*DIRECTION*.
Please copy out, word for word, the listing from the line containing "Exercise. Point to the orange hard" through the end of the listing, both ends included.
--- Start ---
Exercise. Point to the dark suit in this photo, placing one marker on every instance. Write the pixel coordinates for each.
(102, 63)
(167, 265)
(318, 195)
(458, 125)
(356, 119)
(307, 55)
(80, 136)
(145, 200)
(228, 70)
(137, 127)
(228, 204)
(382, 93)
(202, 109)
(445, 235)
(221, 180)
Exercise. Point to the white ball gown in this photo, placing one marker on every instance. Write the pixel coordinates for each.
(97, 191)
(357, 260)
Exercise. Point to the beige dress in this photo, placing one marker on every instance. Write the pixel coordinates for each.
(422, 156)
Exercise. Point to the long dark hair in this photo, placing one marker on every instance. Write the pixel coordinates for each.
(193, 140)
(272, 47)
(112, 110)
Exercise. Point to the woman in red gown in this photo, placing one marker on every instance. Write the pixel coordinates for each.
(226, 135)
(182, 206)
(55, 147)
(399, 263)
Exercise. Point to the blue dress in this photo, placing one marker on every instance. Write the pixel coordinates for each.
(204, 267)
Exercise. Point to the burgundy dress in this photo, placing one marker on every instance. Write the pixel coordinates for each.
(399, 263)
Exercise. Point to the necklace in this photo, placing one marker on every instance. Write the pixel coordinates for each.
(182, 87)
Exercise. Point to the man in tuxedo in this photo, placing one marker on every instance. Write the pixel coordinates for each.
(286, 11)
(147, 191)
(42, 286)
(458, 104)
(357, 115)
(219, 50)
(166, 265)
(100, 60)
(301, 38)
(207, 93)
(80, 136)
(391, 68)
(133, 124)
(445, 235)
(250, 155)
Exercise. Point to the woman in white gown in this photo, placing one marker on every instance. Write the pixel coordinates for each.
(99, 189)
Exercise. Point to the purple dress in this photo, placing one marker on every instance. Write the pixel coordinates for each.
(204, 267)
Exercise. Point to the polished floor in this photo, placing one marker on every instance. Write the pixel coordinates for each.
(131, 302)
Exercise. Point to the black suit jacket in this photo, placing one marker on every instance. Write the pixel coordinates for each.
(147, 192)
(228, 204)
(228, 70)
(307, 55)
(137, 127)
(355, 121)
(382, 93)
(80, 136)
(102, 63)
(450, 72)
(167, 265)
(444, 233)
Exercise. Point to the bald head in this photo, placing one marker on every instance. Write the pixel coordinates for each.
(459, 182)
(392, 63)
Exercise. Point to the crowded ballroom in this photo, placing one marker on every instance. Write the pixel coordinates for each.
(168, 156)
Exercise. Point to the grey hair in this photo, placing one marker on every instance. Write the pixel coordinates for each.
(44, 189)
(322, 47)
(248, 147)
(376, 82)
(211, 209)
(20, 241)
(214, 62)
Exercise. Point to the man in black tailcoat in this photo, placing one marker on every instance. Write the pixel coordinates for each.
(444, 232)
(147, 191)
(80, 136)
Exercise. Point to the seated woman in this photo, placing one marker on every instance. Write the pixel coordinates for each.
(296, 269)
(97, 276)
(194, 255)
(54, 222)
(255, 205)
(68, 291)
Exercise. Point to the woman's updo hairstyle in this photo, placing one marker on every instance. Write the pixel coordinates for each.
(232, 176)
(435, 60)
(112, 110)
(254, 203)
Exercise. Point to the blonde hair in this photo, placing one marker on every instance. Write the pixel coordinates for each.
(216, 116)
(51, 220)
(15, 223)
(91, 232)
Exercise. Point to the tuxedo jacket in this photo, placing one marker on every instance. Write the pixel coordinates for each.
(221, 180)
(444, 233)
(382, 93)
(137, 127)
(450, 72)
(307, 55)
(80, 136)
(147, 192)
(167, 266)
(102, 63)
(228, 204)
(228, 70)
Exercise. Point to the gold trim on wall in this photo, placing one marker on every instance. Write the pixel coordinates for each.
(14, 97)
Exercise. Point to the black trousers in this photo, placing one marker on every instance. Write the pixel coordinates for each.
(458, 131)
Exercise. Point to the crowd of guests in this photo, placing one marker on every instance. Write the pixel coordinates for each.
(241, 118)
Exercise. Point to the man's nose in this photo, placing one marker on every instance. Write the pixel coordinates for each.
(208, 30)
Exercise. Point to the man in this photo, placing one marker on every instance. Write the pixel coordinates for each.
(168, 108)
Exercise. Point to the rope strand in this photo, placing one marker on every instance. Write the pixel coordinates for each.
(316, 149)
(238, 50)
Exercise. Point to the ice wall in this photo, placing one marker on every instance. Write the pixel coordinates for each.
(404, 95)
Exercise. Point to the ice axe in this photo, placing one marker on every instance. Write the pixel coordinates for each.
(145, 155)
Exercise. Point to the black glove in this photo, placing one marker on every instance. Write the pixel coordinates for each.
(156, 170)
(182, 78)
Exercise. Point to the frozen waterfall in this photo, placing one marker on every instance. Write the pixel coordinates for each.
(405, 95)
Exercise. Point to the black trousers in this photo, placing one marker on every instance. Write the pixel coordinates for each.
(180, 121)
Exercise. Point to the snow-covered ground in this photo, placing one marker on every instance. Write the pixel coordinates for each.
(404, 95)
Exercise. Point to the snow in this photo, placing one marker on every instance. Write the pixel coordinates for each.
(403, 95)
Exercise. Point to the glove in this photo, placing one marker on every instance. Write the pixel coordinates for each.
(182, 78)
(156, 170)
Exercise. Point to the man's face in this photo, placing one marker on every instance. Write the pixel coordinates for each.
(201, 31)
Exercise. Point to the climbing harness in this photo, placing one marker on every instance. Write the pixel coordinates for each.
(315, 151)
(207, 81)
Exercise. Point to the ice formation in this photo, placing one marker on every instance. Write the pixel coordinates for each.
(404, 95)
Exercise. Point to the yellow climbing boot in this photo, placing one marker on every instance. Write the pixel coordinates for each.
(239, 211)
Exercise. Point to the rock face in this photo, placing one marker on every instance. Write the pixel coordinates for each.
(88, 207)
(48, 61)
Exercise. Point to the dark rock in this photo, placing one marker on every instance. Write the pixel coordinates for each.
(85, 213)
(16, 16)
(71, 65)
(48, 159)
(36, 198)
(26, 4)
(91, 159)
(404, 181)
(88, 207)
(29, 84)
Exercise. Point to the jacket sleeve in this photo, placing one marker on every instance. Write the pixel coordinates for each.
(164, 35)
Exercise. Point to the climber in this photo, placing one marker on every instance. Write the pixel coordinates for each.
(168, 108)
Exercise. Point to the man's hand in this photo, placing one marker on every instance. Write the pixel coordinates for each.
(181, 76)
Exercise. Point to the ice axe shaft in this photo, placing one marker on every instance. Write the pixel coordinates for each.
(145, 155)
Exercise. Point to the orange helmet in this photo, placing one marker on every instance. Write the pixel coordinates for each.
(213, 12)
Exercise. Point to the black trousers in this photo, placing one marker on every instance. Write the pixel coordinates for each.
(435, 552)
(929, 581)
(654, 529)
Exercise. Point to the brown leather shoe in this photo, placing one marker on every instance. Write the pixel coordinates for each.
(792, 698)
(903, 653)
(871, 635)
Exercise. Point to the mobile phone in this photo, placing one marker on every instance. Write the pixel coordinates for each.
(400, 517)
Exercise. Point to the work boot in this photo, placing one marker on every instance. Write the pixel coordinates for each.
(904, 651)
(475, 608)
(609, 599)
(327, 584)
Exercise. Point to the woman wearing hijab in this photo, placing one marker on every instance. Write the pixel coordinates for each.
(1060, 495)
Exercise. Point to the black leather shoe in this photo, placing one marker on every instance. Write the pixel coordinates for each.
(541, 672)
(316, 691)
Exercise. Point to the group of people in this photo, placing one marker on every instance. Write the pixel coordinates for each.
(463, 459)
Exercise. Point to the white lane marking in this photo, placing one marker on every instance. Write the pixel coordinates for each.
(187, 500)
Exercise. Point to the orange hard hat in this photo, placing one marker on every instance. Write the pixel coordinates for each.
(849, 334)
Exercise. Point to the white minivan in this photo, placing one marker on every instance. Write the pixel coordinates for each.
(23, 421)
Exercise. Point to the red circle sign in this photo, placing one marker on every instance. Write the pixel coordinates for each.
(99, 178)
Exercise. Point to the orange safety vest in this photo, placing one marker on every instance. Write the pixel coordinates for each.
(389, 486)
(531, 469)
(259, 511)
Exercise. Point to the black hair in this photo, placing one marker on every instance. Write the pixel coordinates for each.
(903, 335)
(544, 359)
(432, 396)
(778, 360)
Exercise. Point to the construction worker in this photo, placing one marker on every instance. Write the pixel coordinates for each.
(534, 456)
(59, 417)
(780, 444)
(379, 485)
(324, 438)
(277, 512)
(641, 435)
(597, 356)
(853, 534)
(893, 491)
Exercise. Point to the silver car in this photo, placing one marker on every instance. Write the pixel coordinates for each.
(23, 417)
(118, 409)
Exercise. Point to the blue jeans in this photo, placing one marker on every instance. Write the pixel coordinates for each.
--- End ---
*THE SOLUTION*.
Exercise. Point to the orange hard hat in this photo, placing one marker on every instance. Write the pixel coordinates for each.
(849, 334)
Exercise. Point to the white minivan in this photo, placing one marker on every instance. Write the pixel coordinates for each.
(23, 421)
Exercise. Point to the red circle sign in this photo, placing one marker on every instance. Write the pixel coordinates for each.
(99, 178)
Exercise. Point to the orange safety vest in this photo, placing one marker on every instance. Write the pixel coordinates for each.
(389, 486)
(531, 469)
(259, 511)
Exercise. Point to the black hair in this photo, placing one marker on every instance. Write the pixel coordinates for each.
(903, 335)
(544, 359)
(432, 396)
(778, 360)
Exercise. Point to the construction worker in this photo, placing one marker on every instance. Write the pixel coordinates for each.
(534, 456)
(59, 417)
(780, 444)
(379, 485)
(324, 438)
(277, 512)
(641, 435)
(597, 356)
(853, 534)
(893, 491)
Exercise. Point to the silver car in this photo, placing one marker on every instance. Write the pixel coordinates for each.
(23, 417)
(118, 409)
Exercise. Point to the blue jeans in this photo, placing one marker on every instance. Write the pixel coordinates for each.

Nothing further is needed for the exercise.